◆ **Extract provided**
+---+
At the same time, Trump’s online messaging reinforces a particular narrative about what energy security looks like. On Truth Social, climate policy is often framed as an elite obsession that sacrifices “ordinary” Americans to green ideology, while more drilling and bombing abroad are cast as common-sense routes to cheaper fuel and national strength. That story aligns neatly with decades of fossil-fuel lobbying and digital disinformation, which present oil and gas as indispensable and downplay their role in climate breakdown. The difference is speed and scale, a post written in minutes can harden public opinion across millions of feeds long before independent experts can explain how little extra drilling will actually do for bills, or how risky it is to keep opening new fields.
There is also a market dimension. Traders and analysts watch presidential communications closely, treating them as hints about future policy. A well-timed outburst in favour of expanding Arctic drilling, or against restrictions on new gas export terminals, might not move global prices on its own. But it can shift expectations about the regulatory climate, nudging investment decisions and reinforcing the idea that certain regions remain “open for business” despite mounting climate risks. In this way, a stream of posts from a smartphone can subtly tilt the investment map of oil, long before any formal policy is written.
+---+
◆ **Descriptions of regions in natural language**
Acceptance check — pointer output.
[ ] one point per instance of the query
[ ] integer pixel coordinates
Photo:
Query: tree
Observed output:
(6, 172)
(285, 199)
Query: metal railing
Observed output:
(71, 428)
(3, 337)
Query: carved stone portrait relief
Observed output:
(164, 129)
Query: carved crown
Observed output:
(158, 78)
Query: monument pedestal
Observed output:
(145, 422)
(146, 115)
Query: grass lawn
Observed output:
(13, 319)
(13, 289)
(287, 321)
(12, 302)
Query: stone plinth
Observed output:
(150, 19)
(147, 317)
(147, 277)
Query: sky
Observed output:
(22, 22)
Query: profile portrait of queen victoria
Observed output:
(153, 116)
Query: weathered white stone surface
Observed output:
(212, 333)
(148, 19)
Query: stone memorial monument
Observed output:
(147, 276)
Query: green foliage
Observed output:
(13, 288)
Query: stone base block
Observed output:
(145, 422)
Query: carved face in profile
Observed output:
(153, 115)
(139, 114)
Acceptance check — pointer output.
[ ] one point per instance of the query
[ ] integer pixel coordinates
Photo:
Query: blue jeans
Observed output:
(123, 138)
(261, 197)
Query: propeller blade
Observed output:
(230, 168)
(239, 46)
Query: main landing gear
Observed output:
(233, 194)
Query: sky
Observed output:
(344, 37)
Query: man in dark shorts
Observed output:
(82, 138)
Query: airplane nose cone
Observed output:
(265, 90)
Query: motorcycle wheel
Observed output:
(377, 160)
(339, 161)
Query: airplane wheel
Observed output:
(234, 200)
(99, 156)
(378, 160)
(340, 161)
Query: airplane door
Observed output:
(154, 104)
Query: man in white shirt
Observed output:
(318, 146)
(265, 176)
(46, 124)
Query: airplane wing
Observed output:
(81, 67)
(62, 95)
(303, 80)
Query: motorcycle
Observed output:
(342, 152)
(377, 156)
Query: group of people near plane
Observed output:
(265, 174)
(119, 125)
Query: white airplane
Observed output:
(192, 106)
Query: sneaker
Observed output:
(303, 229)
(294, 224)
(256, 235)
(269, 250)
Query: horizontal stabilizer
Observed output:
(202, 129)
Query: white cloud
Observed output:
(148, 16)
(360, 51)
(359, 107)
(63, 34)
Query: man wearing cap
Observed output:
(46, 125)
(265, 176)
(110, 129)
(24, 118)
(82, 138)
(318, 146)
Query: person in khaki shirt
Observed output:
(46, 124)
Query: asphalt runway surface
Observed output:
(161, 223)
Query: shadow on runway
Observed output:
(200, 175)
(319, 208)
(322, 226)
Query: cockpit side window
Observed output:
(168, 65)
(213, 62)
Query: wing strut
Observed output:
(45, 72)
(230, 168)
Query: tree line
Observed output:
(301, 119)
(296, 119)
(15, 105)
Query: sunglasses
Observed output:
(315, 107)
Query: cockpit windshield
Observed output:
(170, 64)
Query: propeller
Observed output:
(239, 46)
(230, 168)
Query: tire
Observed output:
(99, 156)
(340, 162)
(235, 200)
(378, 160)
+---+
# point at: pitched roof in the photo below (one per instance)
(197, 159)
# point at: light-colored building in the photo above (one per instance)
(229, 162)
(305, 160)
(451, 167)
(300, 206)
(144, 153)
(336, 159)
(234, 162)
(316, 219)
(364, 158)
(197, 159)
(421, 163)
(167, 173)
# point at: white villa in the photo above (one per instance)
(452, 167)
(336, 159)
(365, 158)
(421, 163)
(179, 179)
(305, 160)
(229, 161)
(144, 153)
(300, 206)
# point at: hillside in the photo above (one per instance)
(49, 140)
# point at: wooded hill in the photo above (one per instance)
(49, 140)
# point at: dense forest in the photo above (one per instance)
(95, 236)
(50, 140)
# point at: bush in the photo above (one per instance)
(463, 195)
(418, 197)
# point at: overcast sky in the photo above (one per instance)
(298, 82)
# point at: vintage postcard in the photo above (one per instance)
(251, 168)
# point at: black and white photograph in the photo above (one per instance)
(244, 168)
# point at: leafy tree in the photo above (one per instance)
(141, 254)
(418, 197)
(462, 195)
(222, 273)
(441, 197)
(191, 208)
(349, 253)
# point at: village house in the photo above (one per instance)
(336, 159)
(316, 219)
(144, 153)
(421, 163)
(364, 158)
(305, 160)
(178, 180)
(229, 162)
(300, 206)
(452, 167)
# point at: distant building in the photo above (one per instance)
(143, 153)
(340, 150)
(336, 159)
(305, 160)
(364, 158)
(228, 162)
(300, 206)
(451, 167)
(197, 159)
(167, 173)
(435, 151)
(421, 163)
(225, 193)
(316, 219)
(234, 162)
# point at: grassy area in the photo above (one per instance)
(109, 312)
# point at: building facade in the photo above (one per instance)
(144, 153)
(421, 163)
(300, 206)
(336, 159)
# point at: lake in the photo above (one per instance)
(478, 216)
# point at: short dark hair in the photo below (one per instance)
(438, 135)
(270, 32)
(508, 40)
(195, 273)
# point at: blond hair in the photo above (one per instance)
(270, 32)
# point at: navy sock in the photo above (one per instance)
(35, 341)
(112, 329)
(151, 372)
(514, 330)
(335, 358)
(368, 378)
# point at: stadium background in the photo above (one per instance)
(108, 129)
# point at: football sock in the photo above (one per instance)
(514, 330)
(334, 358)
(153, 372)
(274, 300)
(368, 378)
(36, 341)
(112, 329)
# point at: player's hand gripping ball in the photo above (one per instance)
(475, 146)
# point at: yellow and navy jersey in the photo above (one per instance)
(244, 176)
+---+
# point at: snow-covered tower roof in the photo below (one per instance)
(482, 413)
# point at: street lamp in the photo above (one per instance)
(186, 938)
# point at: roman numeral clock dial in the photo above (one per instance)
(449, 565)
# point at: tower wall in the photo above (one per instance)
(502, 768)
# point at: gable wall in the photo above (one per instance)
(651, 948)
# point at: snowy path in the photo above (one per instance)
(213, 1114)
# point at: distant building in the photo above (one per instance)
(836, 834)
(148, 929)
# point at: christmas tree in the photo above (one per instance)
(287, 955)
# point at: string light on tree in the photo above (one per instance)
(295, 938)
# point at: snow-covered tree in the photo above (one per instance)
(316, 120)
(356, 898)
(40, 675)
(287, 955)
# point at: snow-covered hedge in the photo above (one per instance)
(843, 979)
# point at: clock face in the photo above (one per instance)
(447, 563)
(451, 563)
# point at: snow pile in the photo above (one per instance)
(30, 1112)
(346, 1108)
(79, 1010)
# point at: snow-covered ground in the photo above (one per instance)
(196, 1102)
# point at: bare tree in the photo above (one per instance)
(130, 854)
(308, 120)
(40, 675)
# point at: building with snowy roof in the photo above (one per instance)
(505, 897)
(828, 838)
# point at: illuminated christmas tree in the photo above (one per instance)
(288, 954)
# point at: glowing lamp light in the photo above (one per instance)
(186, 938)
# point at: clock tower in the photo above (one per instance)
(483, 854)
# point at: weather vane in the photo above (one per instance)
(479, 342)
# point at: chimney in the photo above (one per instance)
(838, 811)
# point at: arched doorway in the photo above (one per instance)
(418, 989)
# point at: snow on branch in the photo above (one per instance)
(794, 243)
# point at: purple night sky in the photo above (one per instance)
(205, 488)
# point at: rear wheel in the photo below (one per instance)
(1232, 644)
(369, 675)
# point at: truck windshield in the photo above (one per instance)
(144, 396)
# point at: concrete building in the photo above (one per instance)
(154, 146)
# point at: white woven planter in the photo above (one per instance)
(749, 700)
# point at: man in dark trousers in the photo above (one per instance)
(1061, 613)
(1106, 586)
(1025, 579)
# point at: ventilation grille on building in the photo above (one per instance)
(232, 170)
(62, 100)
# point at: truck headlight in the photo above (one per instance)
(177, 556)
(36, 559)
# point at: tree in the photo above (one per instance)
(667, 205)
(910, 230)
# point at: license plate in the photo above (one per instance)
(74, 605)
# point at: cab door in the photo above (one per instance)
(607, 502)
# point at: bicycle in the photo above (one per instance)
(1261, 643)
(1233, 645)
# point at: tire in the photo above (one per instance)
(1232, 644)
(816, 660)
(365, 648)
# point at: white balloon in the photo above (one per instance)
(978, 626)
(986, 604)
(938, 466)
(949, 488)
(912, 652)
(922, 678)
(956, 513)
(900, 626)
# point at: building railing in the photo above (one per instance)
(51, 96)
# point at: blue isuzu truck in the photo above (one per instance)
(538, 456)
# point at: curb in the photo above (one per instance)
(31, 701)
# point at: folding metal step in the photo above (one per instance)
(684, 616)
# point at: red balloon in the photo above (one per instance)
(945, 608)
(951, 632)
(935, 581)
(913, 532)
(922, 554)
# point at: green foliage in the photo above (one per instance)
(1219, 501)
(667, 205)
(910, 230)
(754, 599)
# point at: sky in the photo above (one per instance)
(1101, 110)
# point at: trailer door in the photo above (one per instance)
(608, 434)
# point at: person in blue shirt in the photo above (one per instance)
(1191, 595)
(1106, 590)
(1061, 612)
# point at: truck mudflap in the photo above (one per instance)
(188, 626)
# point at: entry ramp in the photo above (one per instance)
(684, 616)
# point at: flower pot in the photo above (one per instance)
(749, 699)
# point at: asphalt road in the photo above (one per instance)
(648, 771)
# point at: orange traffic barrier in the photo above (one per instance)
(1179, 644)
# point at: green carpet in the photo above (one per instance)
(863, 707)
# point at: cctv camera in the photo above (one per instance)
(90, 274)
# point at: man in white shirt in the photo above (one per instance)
+---+
◆ **Work instruction 1**
For the passage about Trump's energy posts, state whether each claim agrees with it, answering yes or no and quoting the words that decide it: (a) a single presidential post is said to move global prices on its own; (b) traders and analysts treat presidential communications as hints about future policy; (c) on Truth Social, climate policy is often framed as an elite obsession.
◆ **Work instruction 2**
In the passage about Trump's energy posts, how are more drilling and bombing abroad cast?
◆ **Work instruction 3**
Carry on the passage about Trump's energy posts from the point where it stops.
The items have no connection to the passage about Trump's energy posts.

◆ **Written answer 1**
(a) No: "might not move global prices on its own."
(b) Yes: "treating them as hints about future policy."
(c) Yes: "climate policy is often framed as an elite obsession."

◆ **Written answer 2**
As common-sense routes to cheaper fuel and national strength.

◆ **Written answer 3**
Friction and resistance online
Fossil fuel interests have been quick to recognise the power of this digital space. Coordinated advertising campaigns and influencer partnerships present oil and gas as essential, modern and even climate-friendly, stressing carbon capture or tree-planting schemes while downplaying the scale of continued extraction. Misleading claims circulate easily in fragmented online spaces where users tend to see content that aligns with their existing views and where fact-checking lags behind viral messaging.
Yet the same infrastructure also hosts forms of resistance. Environmental justice groups in refinery corridors, Indigenous communities opposing pipelines and youth climate movements have learned to use social media, open-source mapping and citizen science to document harm and rally support. A video of a flare stack lighting up the night sky, a map of asthma rates, or footage of a spill can travel quickly, drawing attention to places that rarely feature in mainstream coverage. These digital counter-maps challenge official narratives about “safe” and “responsible” extraction, even if they struggle to match the reach and resources of industry campaigns.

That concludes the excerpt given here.